_Job_. Repeat each line of the material below exactly as it appears, minus any pictures.

_Records for the task_.
________________________________________
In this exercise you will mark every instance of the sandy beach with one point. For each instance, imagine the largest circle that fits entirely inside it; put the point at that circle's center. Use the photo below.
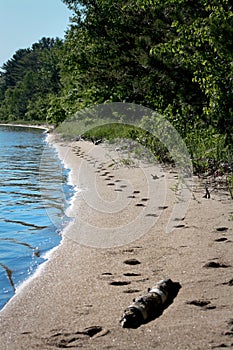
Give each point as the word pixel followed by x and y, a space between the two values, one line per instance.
pixel 124 211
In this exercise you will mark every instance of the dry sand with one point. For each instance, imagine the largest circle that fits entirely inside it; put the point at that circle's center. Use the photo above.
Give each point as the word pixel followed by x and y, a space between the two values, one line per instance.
pixel 73 291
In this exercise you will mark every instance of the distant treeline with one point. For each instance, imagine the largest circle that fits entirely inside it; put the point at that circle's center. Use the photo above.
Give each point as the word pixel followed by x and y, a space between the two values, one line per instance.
pixel 174 57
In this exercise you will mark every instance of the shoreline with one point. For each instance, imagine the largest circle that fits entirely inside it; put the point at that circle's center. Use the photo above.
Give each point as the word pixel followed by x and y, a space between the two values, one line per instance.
pixel 84 285
pixel 42 127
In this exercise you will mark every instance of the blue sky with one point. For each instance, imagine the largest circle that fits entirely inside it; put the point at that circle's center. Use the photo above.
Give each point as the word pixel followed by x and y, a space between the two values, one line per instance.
pixel 25 22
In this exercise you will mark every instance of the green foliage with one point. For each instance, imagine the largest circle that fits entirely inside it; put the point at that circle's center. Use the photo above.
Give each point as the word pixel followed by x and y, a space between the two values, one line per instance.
pixel 28 80
pixel 174 57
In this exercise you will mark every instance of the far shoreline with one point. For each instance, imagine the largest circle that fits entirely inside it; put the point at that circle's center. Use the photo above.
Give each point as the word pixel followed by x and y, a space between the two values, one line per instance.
pixel 36 126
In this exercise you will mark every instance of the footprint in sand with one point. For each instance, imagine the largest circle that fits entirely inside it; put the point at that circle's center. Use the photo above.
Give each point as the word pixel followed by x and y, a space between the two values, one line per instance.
pixel 132 262
pixel 214 264
pixel 222 229
pixel 153 215
pixel 73 340
pixel 204 304
pixel 131 274
pixel 131 291
pixel 229 283
pixel 221 239
pixel 119 283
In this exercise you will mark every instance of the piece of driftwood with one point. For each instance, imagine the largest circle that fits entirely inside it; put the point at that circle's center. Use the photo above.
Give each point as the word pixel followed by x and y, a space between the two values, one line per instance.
pixel 151 305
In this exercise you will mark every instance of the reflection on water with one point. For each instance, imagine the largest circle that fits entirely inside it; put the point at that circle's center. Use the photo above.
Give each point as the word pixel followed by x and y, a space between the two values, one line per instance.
pixel 34 196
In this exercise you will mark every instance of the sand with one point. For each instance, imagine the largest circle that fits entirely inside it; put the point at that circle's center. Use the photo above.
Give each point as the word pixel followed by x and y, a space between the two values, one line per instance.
pixel 123 212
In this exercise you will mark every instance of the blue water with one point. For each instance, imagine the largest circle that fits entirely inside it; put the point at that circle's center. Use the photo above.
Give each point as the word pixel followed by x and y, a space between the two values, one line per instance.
pixel 34 193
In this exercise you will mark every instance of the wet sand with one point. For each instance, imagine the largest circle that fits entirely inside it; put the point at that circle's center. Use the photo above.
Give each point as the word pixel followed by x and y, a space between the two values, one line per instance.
pixel 122 212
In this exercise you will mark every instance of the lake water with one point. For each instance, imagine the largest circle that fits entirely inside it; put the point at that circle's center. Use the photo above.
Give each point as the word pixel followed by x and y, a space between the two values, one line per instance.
pixel 34 193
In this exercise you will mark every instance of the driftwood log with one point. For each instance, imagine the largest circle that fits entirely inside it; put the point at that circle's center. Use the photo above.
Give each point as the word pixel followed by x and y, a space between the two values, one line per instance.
pixel 151 305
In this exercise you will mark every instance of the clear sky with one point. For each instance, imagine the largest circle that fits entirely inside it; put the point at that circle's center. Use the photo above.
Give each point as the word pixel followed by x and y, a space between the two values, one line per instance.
pixel 25 22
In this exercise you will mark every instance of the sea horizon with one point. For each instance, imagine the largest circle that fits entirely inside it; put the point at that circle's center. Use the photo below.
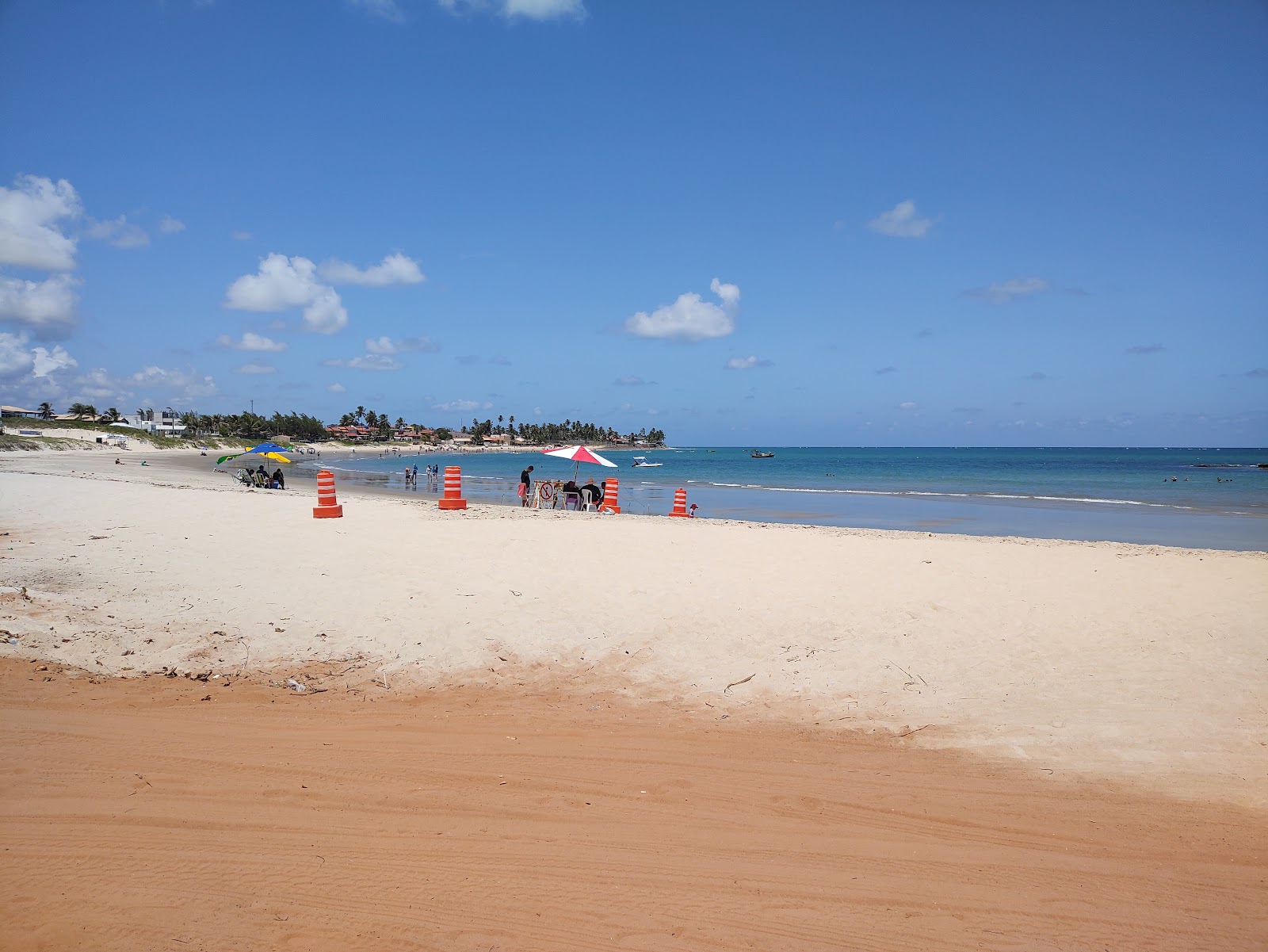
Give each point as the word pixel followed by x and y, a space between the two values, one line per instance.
pixel 1213 497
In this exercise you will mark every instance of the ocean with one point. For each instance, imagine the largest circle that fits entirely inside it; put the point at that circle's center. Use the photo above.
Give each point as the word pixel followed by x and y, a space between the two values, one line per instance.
pixel 1214 499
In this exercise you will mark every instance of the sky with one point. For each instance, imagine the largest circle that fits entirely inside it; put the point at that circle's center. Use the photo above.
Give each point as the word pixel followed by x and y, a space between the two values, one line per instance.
pixel 739 222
________________________________________
_Response to this exercise_.
In this exercise you will mark every instance of the sandy beach with one point. For each instance, imagine the largest circle that fits entirely inside it; put the point at that circle's center. Use the photo below.
Give each point as the word pixel followed by x and y, a space between the two values, one line per instance.
pixel 124 211
In this exercise you will mark every instance of the dry sand with one point. For each instance, imagine the largest circle that fits entirely inside it; put the point at that circle's center. Use the photo above.
Give each point as the word pixel followed by x and y, a space between the two values, one line per instance.
pixel 73 291
In this exercise you will mark every instance of the distant treeline with one point. For each instance, imagine the largest circle that fits entirely inside it; put the point at that circle's center. Use the photo above.
Give each point as the word pixel followed by x and y, a space between the two values, one line per instance.
pixel 174 57
In this exercise you will mark every instance of the shoreline with one point. For each instance, imagine the largest circle that fits entirely inside it; put the point at that circle's center. Use the photo above.
Give each point as the word pixel followed by x and y, a space between the two values, one line per instance.
pixel 84 285
pixel 42 127
In this exercise you will mark every instance of the blue sky with one point. For each instance, imagine the largest circle that fits entirely inside it; put the point at that circle's center. Use the photo above.
Give each point as the word pixel followed by x and y, a space between the two values, one line per instance.
pixel 25 22
In this exercise you will mark every instance of the green foliage with one point. For each instance, imagine the largest circle that fits entirely inside it; put the point at that circle's center. Use the photo above.
Give each point as the word pixel followed by x and y, a space between the two values, one line per instance.
pixel 28 80
pixel 174 57
In this exercise you will mark every instance of the far shoreline with one point. For each instance, imagine the largest circle that fits entirely inside it; put the point at that circle's center. Use the photo above.
Give each point as the word pixel followed by x and y, a space between the two values, one line per instance.
pixel 36 126
In this exercise you will mark every instance of the footprint in sand with one point. For each instance, imagine the largest circle that fits entirely inside it; put the point at that circle's center. Use the photo above.
Give each point as the word pixel followed by x and y, a space between the two values, one line per instance.
pixel 132 262
pixel 214 264
pixel 222 229
pixel 153 215
pixel 73 340
pixel 204 304
pixel 131 274
pixel 131 291
pixel 229 283
pixel 221 239
pixel 119 283
In this exercise you will mark every instance of the piece of driftwood with one point. For each instance, imagine the largest circle that fits entirely inside it; put the point at that circle's center. Use the photo above.
Give each point as the word pixel followed by x and y, a space between the two values, one line per instance.
pixel 151 305
In this exercise you will mark every instance of the reflection on water with one point. For each instance, imagine the largest circle that fits entirely inside it; put the point at that circle's center. Use the photo above.
Give each point as the word pixel followed by x and y, a space between the two values, one line per instance.
pixel 34 196
In this exercise you will mark every instance of the sand with one point. For each instance, imagine the largest circle that fits entirely inside it; put the point at that circle's center. Use the photo above.
Give each point as the word pixel followed by x and y, a space between the two values, one line per instance.
pixel 123 212
In this exercise you will mark every instance of the blue water with one point. For each instance, imagine the largest circle that fits entirely inside it; put the point at that circle's center. Use the photo above.
Give each point as the word pixel followed by x and y, a space between the two values, one line per instance.
pixel 34 193
In this exercise you will mark every instance of the wet sand with one point. For each instance, imagine the largest circle that fits entirely inside it; put the point at that circle's center. Use the photo above.
Give each point as the word pixel followed by x and y, a space between the two values, one line per instance.
pixel 122 212
In this exercise you will mark every instance of the lake water with one point. For each instance, imagine the largest circle that fits entirely inside it; put the point at that circle's center. Use the photo above.
Give each point as the word pixel followed by x and y, a space between the two values, one line per instance.
pixel 34 193
In this exercise you will mark every instance of the driftwood log with one point. For each instance, imagine the largest circle that fits entirely inside it; put the point at that circle's center. Use the photo above.
Give each point as the word pixel followed by x and y, a space between the two values, one line per instance.
pixel 151 305
In this exercise you will mark every instance of the clear sky with one point. For each instance, imagine the largest circle that fits entirely inside it; put the point at that circle's center. Use the photo above.
Give each point as the word pixel followed by x and y, a space between the two values, one line per instance.
pixel 25 22
In this exercise you will mark every instance of the sea horizon with one point. For each instance, imagine the largest circle that fits entirely inside it; put the point at that circle's center. Use the photo below.
Give each point as the word pixel followed by x and y, a space between the two values, one line per instance.
pixel 1213 497
In this exercise you will mark every instance of the ocean with one point. For each instance, imagine the largest circle that fits entirely inside it; put the point at that circle's center. Use the photo above.
Give each point as the word pixel followed by x and y, a space between the two values, one line per instance.
pixel 1214 499
In this exercise you will mark every instance of the sky with one point. For each instance, imagine the largest circle that fits entirely inside it; put the point at that circle's center. Use the photo above.
Give each point as the word pixel followed by x and y, a space between the two values, one line per instance.
pixel 739 222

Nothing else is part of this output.